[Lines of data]
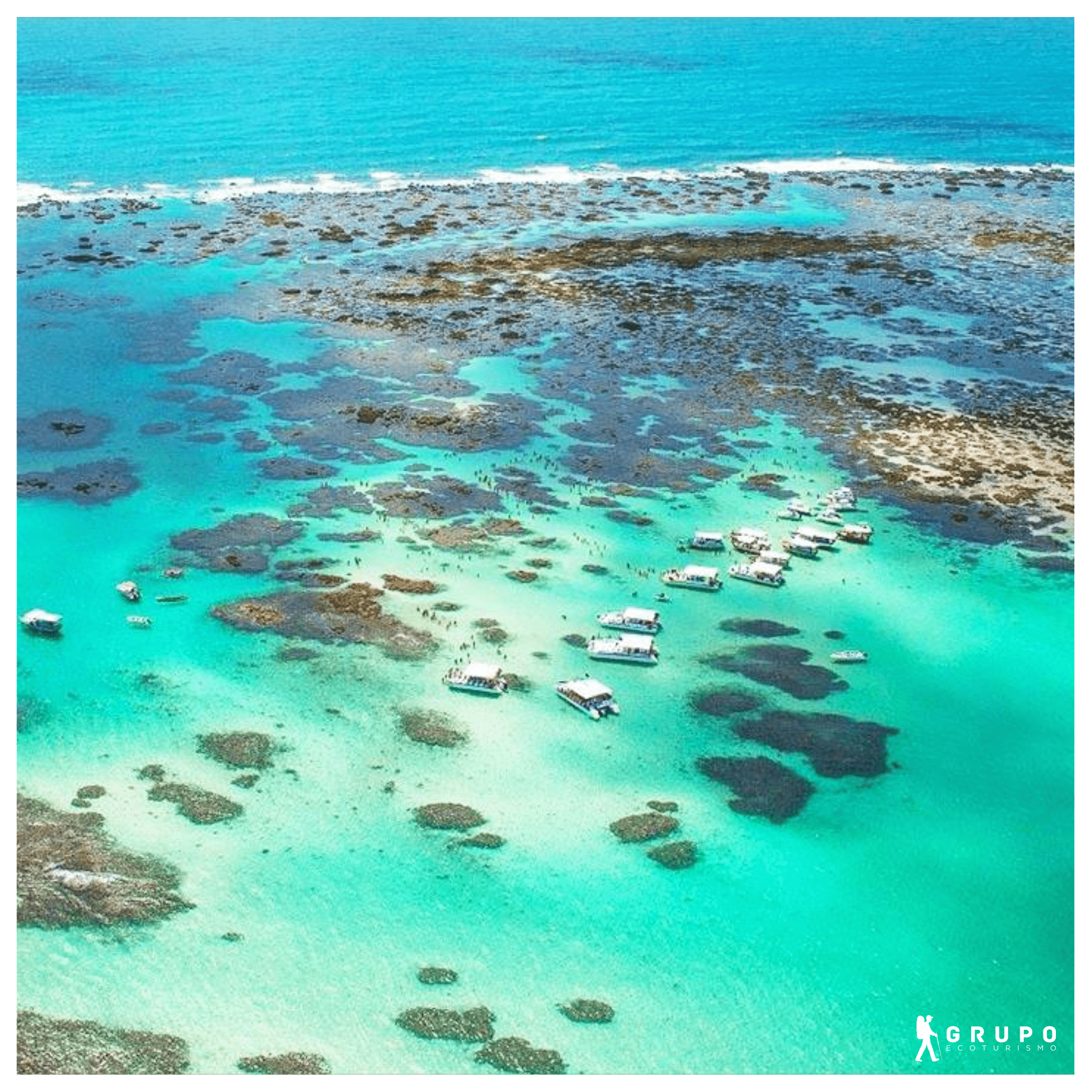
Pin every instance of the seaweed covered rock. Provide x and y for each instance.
(295, 1063)
(641, 828)
(675, 855)
(586, 1010)
(249, 750)
(448, 817)
(471, 1026)
(198, 805)
(431, 727)
(49, 1045)
(763, 788)
(516, 1055)
(70, 872)
(437, 975)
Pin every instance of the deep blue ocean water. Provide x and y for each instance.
(943, 886)
(128, 102)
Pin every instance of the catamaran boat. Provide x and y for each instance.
(749, 541)
(856, 533)
(850, 657)
(41, 622)
(476, 679)
(636, 619)
(777, 557)
(590, 696)
(825, 539)
(129, 591)
(628, 649)
(693, 576)
(801, 546)
(704, 539)
(758, 573)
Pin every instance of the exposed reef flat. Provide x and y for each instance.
(295, 1063)
(49, 1045)
(836, 746)
(515, 1055)
(350, 615)
(240, 544)
(70, 872)
(471, 1026)
(763, 788)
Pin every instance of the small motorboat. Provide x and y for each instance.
(129, 591)
(850, 657)
(41, 622)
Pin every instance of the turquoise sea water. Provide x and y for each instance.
(944, 886)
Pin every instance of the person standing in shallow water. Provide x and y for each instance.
(925, 1033)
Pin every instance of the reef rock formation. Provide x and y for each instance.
(516, 1055)
(49, 1045)
(350, 615)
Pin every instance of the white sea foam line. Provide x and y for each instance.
(227, 189)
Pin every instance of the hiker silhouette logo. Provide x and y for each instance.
(925, 1033)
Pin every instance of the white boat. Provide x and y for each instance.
(777, 557)
(636, 619)
(590, 696)
(801, 546)
(476, 679)
(704, 539)
(820, 538)
(41, 622)
(749, 541)
(856, 533)
(129, 591)
(693, 576)
(628, 649)
(758, 573)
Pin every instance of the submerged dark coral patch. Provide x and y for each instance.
(783, 666)
(50, 1045)
(97, 483)
(763, 788)
(837, 746)
(471, 1026)
(70, 872)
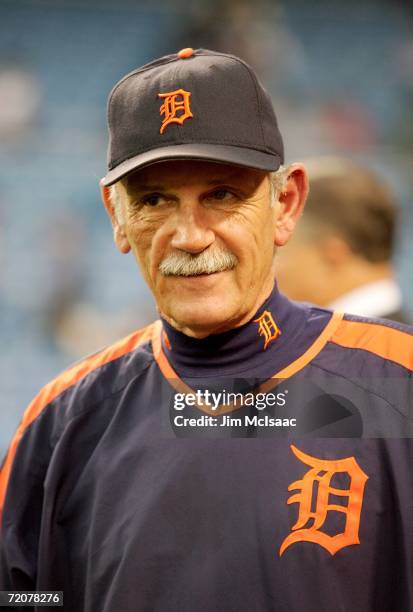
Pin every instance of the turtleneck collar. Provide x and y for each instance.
(278, 333)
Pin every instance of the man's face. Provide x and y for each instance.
(183, 219)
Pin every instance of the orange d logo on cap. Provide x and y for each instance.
(175, 102)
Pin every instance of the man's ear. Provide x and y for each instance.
(292, 200)
(119, 234)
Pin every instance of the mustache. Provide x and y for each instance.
(209, 261)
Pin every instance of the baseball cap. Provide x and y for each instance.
(194, 104)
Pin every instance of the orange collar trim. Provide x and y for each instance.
(179, 385)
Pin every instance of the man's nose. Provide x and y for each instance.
(192, 231)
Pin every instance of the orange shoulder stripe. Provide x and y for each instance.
(381, 340)
(62, 382)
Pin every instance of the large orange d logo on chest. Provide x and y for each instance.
(316, 483)
(176, 107)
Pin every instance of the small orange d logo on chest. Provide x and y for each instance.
(267, 327)
(316, 484)
(176, 107)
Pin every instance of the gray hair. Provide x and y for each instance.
(278, 180)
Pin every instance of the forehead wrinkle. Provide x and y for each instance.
(176, 176)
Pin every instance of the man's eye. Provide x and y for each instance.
(153, 199)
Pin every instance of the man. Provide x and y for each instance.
(164, 473)
(347, 238)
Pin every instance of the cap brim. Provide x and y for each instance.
(238, 156)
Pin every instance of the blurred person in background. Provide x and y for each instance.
(347, 240)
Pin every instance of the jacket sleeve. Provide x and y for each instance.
(22, 477)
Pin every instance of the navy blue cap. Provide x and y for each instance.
(195, 104)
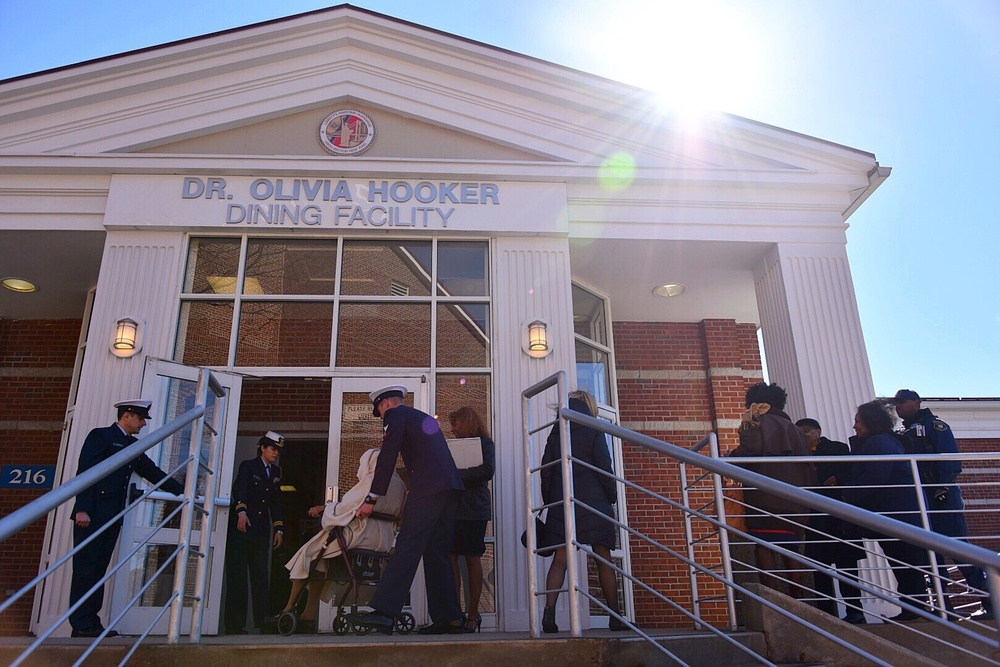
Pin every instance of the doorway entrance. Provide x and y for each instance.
(327, 424)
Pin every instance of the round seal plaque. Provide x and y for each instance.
(347, 132)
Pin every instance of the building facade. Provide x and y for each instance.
(339, 200)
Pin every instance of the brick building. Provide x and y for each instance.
(327, 203)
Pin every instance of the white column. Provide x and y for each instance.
(813, 340)
(140, 276)
(531, 279)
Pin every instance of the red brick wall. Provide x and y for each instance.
(676, 372)
(36, 368)
(979, 481)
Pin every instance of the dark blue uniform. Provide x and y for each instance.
(258, 495)
(887, 487)
(102, 502)
(945, 506)
(820, 545)
(429, 515)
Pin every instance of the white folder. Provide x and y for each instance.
(467, 452)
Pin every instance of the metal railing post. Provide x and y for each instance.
(569, 513)
(208, 518)
(529, 503)
(727, 562)
(187, 514)
(926, 523)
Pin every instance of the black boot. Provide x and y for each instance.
(549, 620)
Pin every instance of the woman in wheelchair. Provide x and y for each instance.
(308, 567)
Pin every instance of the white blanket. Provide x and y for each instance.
(369, 534)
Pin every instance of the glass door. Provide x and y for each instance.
(620, 555)
(172, 387)
(353, 431)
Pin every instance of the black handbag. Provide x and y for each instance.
(540, 540)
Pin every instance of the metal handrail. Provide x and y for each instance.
(188, 505)
(934, 543)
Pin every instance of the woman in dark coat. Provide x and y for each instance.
(475, 509)
(887, 488)
(766, 430)
(589, 487)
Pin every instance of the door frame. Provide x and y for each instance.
(157, 375)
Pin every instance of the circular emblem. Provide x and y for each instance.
(347, 132)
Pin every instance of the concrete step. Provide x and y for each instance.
(595, 649)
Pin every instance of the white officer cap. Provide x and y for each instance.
(137, 406)
(379, 395)
(272, 438)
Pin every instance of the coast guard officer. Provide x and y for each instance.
(256, 510)
(98, 505)
(428, 518)
(945, 506)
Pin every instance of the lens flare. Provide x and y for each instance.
(617, 171)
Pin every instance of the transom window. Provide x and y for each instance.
(335, 303)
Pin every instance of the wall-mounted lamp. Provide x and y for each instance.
(535, 342)
(127, 339)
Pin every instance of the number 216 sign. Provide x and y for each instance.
(27, 477)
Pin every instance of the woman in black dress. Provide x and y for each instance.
(589, 487)
(475, 509)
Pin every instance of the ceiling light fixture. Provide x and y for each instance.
(670, 289)
(18, 285)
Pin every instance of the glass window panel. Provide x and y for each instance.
(386, 268)
(143, 567)
(301, 266)
(463, 336)
(592, 372)
(284, 334)
(588, 316)
(384, 335)
(203, 333)
(181, 396)
(212, 265)
(463, 268)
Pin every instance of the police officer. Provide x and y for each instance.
(944, 497)
(99, 504)
(256, 510)
(428, 518)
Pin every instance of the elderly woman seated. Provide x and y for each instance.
(369, 534)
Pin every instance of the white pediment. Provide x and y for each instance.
(262, 90)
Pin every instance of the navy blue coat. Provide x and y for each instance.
(885, 487)
(418, 437)
(107, 497)
(477, 502)
(597, 490)
(259, 496)
(939, 439)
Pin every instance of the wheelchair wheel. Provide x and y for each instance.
(287, 623)
(406, 623)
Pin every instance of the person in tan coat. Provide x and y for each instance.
(358, 533)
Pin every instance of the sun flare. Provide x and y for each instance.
(696, 57)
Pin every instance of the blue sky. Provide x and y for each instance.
(916, 82)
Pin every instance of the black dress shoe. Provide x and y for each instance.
(906, 616)
(93, 632)
(453, 627)
(375, 620)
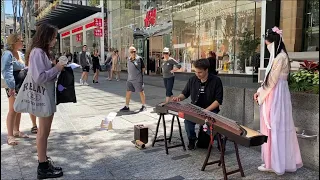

* **Work to do**: Rewrite the lines from the one containing "Pin every instance of the person in" through the end of the lines, including the requests, and multiply every coordinate in the answers by 1.8, rounding to whole numbers with halves rounded up. Leave the pictures out.

* **Solution for this exercise**:
Pin every instance of the person in tan coat. Provide x and y for each instance.
(644, 959)
Pin every instance of the sun flare. Provide x and y for each instance.
(1253, 103)
Pin every instance of the blue sky. Provide x and y for each instance.
(1649, 148)
Pin every instance of the black dress shoe. Provide x and y for each instance.
(1631, 1109)
(167, 1138)
(815, 1129)
(675, 1116)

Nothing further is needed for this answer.